- Exercise goal: The records follow. Filter them to the lines that hold "stool".

- Available data:

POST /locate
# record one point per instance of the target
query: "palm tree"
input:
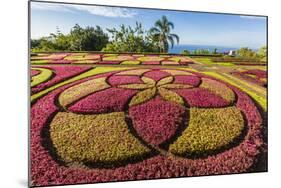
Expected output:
(161, 34)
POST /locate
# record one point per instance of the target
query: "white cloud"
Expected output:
(107, 11)
(254, 17)
(95, 10)
(49, 7)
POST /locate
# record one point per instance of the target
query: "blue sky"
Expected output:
(192, 28)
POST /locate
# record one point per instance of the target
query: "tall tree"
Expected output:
(161, 33)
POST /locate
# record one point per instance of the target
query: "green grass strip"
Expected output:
(261, 100)
(43, 76)
(91, 72)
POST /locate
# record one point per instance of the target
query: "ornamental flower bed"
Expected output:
(108, 59)
(255, 76)
(57, 74)
(143, 123)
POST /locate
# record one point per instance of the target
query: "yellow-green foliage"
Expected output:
(179, 58)
(44, 75)
(150, 58)
(109, 55)
(75, 57)
(78, 91)
(118, 58)
(177, 72)
(203, 60)
(170, 96)
(209, 130)
(218, 88)
(130, 62)
(134, 72)
(39, 61)
(176, 86)
(94, 138)
(92, 72)
(166, 80)
(169, 63)
(85, 61)
(143, 96)
(261, 100)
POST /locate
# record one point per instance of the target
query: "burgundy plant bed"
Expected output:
(255, 76)
(140, 133)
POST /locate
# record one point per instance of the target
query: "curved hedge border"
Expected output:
(235, 160)
(60, 73)
(94, 138)
(209, 130)
(44, 75)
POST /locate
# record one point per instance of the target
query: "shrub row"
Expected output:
(60, 73)
(94, 138)
(209, 130)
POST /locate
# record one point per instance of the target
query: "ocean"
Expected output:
(177, 49)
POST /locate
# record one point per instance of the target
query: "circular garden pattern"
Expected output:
(143, 124)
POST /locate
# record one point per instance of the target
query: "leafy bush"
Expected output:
(94, 138)
(209, 130)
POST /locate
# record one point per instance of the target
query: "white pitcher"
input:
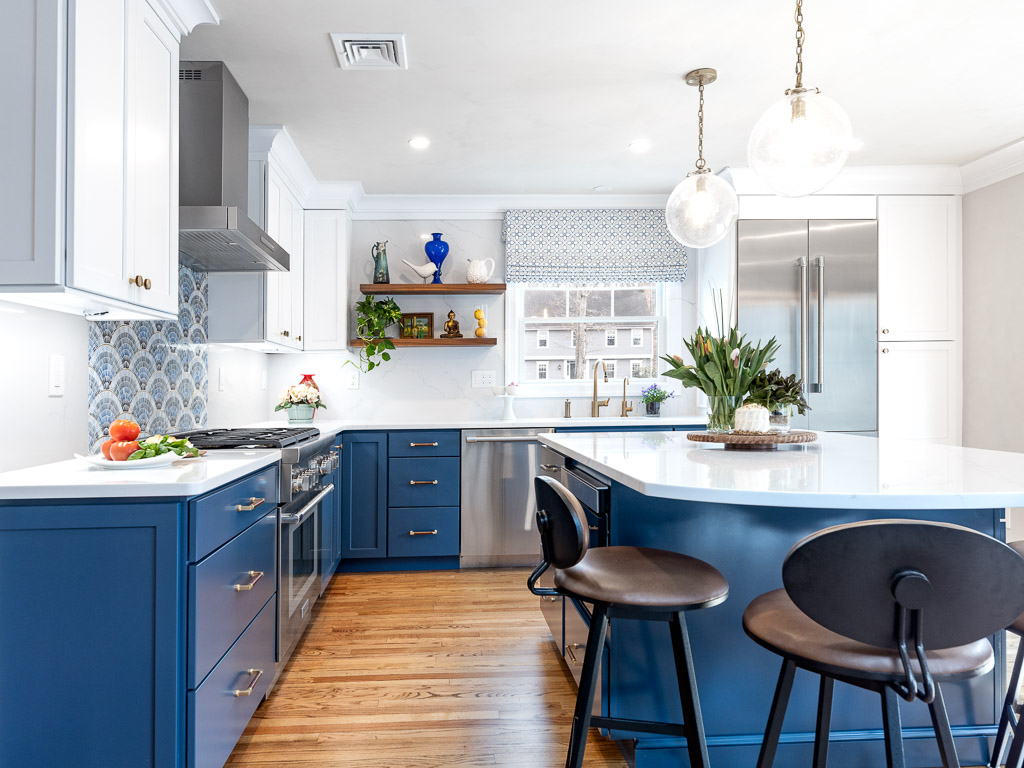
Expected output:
(478, 271)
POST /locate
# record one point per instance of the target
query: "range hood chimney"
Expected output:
(215, 233)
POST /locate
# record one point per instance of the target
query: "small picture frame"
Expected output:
(417, 325)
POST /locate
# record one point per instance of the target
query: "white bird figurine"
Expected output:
(424, 270)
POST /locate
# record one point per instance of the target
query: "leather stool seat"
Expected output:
(643, 578)
(774, 622)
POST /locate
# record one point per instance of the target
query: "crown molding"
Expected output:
(994, 167)
(185, 15)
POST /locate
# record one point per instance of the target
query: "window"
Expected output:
(562, 331)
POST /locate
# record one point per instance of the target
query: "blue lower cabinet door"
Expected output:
(428, 531)
(423, 482)
(220, 708)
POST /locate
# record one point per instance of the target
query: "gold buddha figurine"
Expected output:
(452, 328)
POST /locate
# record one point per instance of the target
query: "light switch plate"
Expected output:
(483, 379)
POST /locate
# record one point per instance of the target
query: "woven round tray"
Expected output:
(734, 441)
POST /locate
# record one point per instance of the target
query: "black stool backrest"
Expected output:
(562, 523)
(854, 579)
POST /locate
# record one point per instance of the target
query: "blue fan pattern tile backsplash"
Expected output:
(153, 372)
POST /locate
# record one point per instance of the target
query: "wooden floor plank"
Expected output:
(419, 670)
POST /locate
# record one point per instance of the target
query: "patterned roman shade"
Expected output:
(585, 246)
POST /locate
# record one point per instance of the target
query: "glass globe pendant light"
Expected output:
(802, 141)
(702, 207)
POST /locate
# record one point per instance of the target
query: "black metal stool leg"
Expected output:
(947, 751)
(1003, 733)
(692, 720)
(776, 715)
(824, 721)
(894, 729)
(588, 682)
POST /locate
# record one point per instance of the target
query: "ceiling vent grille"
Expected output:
(381, 51)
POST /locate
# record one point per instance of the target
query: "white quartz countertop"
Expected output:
(78, 479)
(838, 471)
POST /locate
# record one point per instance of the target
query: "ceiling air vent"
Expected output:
(381, 51)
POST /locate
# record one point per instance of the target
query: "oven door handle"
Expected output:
(301, 514)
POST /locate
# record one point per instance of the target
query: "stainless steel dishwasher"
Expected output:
(498, 507)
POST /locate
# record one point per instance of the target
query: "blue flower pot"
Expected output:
(436, 251)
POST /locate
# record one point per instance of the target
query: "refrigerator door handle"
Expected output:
(804, 308)
(819, 386)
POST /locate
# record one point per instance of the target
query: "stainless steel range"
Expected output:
(306, 458)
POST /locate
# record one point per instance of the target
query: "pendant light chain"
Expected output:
(700, 160)
(799, 15)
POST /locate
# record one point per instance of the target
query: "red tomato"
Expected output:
(121, 450)
(123, 429)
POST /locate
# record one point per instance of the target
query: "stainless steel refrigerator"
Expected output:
(813, 285)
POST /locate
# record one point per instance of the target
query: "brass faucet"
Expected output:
(596, 404)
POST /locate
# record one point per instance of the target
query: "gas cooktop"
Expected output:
(272, 437)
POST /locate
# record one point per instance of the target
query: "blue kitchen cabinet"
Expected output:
(364, 495)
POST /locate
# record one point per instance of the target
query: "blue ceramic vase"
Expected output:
(436, 251)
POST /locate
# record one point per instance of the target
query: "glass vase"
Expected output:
(722, 413)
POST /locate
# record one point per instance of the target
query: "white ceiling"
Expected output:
(543, 96)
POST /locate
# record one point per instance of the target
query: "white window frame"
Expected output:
(674, 324)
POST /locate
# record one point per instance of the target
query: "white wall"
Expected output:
(38, 428)
(993, 316)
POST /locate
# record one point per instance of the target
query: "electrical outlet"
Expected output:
(483, 378)
(56, 380)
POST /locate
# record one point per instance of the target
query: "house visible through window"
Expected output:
(562, 331)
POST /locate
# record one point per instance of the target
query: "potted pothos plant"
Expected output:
(373, 317)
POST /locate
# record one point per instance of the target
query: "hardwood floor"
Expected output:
(420, 670)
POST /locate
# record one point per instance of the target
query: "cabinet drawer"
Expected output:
(216, 715)
(215, 518)
(424, 443)
(423, 531)
(217, 611)
(423, 482)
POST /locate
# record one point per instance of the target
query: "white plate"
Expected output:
(157, 461)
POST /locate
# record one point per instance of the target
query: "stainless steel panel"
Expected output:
(769, 281)
(498, 505)
(844, 350)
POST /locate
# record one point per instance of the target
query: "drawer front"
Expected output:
(217, 611)
(423, 443)
(423, 482)
(216, 518)
(411, 531)
(216, 715)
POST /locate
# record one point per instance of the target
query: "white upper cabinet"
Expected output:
(99, 112)
(919, 268)
(326, 250)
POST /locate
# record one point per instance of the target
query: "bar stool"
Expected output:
(859, 599)
(1011, 716)
(623, 583)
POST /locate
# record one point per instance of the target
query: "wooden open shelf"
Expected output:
(426, 289)
(466, 341)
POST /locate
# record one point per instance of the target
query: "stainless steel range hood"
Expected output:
(215, 231)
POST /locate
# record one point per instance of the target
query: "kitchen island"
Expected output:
(741, 512)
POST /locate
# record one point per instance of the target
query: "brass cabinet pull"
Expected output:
(255, 576)
(257, 674)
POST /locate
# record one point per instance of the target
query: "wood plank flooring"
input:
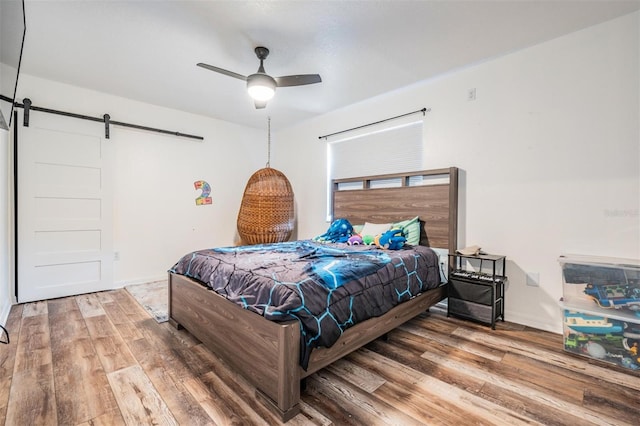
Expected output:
(100, 359)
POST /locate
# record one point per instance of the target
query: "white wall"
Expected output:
(156, 219)
(6, 283)
(549, 152)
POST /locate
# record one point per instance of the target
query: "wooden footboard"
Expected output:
(267, 353)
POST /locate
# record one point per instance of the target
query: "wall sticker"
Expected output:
(204, 198)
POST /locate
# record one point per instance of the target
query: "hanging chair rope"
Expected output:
(266, 212)
(268, 141)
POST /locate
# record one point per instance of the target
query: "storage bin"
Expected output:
(602, 284)
(611, 338)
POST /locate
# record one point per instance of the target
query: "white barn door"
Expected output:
(65, 208)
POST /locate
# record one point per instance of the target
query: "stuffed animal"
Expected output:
(368, 240)
(339, 232)
(355, 240)
(391, 240)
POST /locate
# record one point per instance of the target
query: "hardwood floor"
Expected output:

- Result of this exercise:
query: "leather stool seat"
query: "black stool backrest"
query: "black metal stool leg"
query: "bar stool"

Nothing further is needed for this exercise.